→ WHAT THE TASK REQUIRES: Output every record below exactly as it appears.

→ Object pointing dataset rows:
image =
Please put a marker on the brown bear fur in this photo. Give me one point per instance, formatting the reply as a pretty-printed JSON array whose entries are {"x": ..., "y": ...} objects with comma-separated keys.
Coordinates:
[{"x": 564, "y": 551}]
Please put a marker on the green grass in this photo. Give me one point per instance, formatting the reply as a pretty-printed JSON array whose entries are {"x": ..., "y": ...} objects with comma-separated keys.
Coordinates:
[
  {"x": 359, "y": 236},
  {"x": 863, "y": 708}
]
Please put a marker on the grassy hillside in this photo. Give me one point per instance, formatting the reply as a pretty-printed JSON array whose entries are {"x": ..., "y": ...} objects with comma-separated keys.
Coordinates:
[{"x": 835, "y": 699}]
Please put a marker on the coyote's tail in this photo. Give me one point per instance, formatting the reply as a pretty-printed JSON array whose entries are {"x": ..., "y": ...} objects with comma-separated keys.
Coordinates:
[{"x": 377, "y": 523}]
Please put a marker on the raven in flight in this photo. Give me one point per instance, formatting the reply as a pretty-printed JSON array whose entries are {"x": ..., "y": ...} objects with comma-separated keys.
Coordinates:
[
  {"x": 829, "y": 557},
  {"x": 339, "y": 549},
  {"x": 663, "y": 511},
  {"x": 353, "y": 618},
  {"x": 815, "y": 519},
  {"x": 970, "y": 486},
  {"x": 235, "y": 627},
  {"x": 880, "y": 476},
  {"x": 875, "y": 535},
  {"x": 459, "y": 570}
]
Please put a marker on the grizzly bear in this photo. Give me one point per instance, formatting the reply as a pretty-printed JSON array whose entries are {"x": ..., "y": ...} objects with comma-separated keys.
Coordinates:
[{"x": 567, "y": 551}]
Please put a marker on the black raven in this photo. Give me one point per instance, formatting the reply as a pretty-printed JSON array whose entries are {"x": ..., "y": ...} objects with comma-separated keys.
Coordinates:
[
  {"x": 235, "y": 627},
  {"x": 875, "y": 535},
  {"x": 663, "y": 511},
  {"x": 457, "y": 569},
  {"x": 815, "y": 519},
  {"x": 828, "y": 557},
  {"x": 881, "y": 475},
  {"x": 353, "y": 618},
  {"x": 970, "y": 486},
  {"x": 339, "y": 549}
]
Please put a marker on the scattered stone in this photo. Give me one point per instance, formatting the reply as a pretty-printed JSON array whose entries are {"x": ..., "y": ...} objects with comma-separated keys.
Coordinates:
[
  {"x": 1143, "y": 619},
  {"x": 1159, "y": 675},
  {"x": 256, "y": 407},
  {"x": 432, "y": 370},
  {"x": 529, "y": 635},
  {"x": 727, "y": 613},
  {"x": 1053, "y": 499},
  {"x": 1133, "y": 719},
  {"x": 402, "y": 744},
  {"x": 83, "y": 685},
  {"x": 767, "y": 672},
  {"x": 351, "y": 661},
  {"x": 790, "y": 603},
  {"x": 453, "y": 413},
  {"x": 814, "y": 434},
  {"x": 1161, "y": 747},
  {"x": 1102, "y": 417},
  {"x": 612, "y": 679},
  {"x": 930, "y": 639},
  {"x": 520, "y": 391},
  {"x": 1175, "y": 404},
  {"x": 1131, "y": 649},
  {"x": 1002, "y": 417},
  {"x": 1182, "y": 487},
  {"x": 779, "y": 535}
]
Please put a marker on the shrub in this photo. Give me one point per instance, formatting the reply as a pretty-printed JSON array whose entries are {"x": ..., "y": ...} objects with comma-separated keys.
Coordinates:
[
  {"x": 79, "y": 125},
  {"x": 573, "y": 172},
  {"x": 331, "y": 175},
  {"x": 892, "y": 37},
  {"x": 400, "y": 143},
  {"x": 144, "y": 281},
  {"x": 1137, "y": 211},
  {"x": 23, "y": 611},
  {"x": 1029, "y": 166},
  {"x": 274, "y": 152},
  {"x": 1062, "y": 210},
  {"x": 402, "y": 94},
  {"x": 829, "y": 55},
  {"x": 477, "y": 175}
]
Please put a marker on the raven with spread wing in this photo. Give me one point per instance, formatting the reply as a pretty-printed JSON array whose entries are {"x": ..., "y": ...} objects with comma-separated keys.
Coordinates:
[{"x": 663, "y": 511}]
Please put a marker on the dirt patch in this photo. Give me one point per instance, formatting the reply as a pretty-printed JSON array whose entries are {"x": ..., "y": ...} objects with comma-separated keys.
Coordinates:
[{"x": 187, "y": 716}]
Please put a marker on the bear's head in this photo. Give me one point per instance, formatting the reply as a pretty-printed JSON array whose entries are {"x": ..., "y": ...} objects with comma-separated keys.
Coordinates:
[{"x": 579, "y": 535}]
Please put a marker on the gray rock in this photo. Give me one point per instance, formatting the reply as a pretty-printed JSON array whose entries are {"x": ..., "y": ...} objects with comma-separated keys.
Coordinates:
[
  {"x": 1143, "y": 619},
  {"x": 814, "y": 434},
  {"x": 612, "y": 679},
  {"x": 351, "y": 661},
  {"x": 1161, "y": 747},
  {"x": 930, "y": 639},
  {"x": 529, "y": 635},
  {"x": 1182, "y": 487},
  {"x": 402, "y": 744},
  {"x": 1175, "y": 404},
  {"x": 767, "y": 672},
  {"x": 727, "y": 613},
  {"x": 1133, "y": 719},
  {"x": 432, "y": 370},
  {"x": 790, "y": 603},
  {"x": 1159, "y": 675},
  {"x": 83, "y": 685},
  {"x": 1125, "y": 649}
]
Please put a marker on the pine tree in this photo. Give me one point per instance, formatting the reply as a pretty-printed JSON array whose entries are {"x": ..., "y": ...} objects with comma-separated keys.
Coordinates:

→ RESULT FOR THIS EXERCISE:
image =
Please put a marker on the brown bear fur in this photo. Give me one point per instance, formatting the reply as a pretty-printed JSON array whose entries are {"x": ..., "y": ...} objects with comma-separated keys.
Coordinates:
[{"x": 564, "y": 551}]
Please put a marker on the green grass in this photo. Give me one point per instance, formatting the reply as a pretty-printed JSON array whose entries are {"x": ..., "y": ...} objects with comma-separated keys.
Coordinates:
[
  {"x": 359, "y": 236},
  {"x": 863, "y": 708}
]
Please put a marker on the grassy hillside in this photo. Give me one point per instance, formatting the reply as a pretty-printed JSON array whose entries are {"x": ..., "y": ...} objects with comma-separated keys.
Coordinates:
[{"x": 835, "y": 699}]
Please put a marker on the coyote's tail in this photo. Give me one point per instance, formatting the reply as a pretty-printed JSON array whose entries are {"x": ..., "y": ...} objects with comma-separated keys.
Coordinates:
[{"x": 377, "y": 523}]
Please put a marker on the raven in flight in this photo. Give me one point per instance, formatting the reply as a pretty-printed JSON array whose entries are {"x": ..., "y": ...} objects with comma-separated keys.
Coordinates:
[
  {"x": 829, "y": 557},
  {"x": 339, "y": 549},
  {"x": 663, "y": 511},
  {"x": 353, "y": 618},
  {"x": 815, "y": 519},
  {"x": 970, "y": 486},
  {"x": 235, "y": 627},
  {"x": 880, "y": 476},
  {"x": 875, "y": 535},
  {"x": 459, "y": 570}
]
Please put a marker on the grizzly bear in this photo. Give me one point per instance, formatting the reply as a pretty-printed JSON array whose entries are {"x": ..., "y": ...} objects with comma-separated keys.
Coordinates:
[{"x": 567, "y": 551}]
Please put a marker on the black raven in this photo. Give me one point per instance, formatting the reply as a pretty-printed JSON array whose entries are {"x": ..., "y": ...} objects with comma-separated keys.
Coordinates:
[
  {"x": 235, "y": 627},
  {"x": 875, "y": 535},
  {"x": 663, "y": 511},
  {"x": 457, "y": 569},
  {"x": 815, "y": 519},
  {"x": 828, "y": 557},
  {"x": 881, "y": 475},
  {"x": 353, "y": 618},
  {"x": 970, "y": 486},
  {"x": 339, "y": 549}
]
Please put a marker on the scattered stone in this photo. Give me one point per instance, formatting the reply as a pretty-printed JSON array whose entries are {"x": ..., "y": ...} objects with comma-separated keys.
Coordinates:
[
  {"x": 1143, "y": 619},
  {"x": 1159, "y": 675},
  {"x": 256, "y": 407},
  {"x": 432, "y": 370},
  {"x": 529, "y": 635},
  {"x": 727, "y": 613},
  {"x": 1053, "y": 499},
  {"x": 1133, "y": 719},
  {"x": 402, "y": 744},
  {"x": 83, "y": 685},
  {"x": 767, "y": 672},
  {"x": 351, "y": 661},
  {"x": 790, "y": 603},
  {"x": 453, "y": 413},
  {"x": 814, "y": 434},
  {"x": 1161, "y": 747},
  {"x": 1102, "y": 417},
  {"x": 612, "y": 679},
  {"x": 930, "y": 639},
  {"x": 520, "y": 391},
  {"x": 1175, "y": 404},
  {"x": 1131, "y": 649},
  {"x": 1002, "y": 417},
  {"x": 1182, "y": 487},
  {"x": 779, "y": 535}
]
Please put a marker on the shrub in this photo. Give me one point per instance, formatting the reply as a pretty-printed JSON array whose entries are {"x": ..., "y": ...} objects with comma-separated keys.
Coordinates:
[
  {"x": 79, "y": 125},
  {"x": 573, "y": 172},
  {"x": 331, "y": 175},
  {"x": 892, "y": 37},
  {"x": 400, "y": 143},
  {"x": 144, "y": 281},
  {"x": 1137, "y": 211},
  {"x": 23, "y": 611},
  {"x": 1029, "y": 166},
  {"x": 274, "y": 152},
  {"x": 1062, "y": 210},
  {"x": 402, "y": 94},
  {"x": 829, "y": 55},
  {"x": 477, "y": 175}
]
Please put a marker on the raven with spread wing in this photo. Give me one point per instance, formatting the reply as a pretty-printed JSON array whose entries are {"x": ..., "y": ...} objects with comma-separated keys.
Coordinates:
[{"x": 663, "y": 511}]
Please put a marker on the dirt patch in this photo. Give me one point per instance, formatting the reply as a pretty-printed JSON array whose entries are {"x": ..., "y": ...} objects with comma-separated keys.
Coordinates:
[{"x": 187, "y": 716}]
Please put a marker on the bear's head in this photo. Give me one point per instance, formatting the reply as a pretty-printed JSON array whose entries are {"x": ..., "y": ...} objects with comma-separated keys.
Coordinates:
[{"x": 579, "y": 535}]
Please put a marker on the gray rock in this photo. Give me one point per instance, formatting the reply as a pretty-printed JSON array whose entries are {"x": ..., "y": ...} objects with comma-separated keys.
Coordinates:
[
  {"x": 1143, "y": 619},
  {"x": 814, "y": 434},
  {"x": 612, "y": 679},
  {"x": 351, "y": 661},
  {"x": 1161, "y": 747},
  {"x": 930, "y": 639},
  {"x": 529, "y": 635},
  {"x": 1182, "y": 487},
  {"x": 402, "y": 744},
  {"x": 1175, "y": 404},
  {"x": 767, "y": 672},
  {"x": 727, "y": 613},
  {"x": 1133, "y": 719},
  {"x": 432, "y": 370},
  {"x": 790, "y": 603},
  {"x": 1159, "y": 675},
  {"x": 83, "y": 685},
  {"x": 1125, "y": 649}
]
Please put a marker on the pine tree in this photo. Give me one point per instance, formatting the reply as a pretty-printed JSON array whose entries are {"x": ..., "y": ...} objects with comma-separated keys.
Coordinates:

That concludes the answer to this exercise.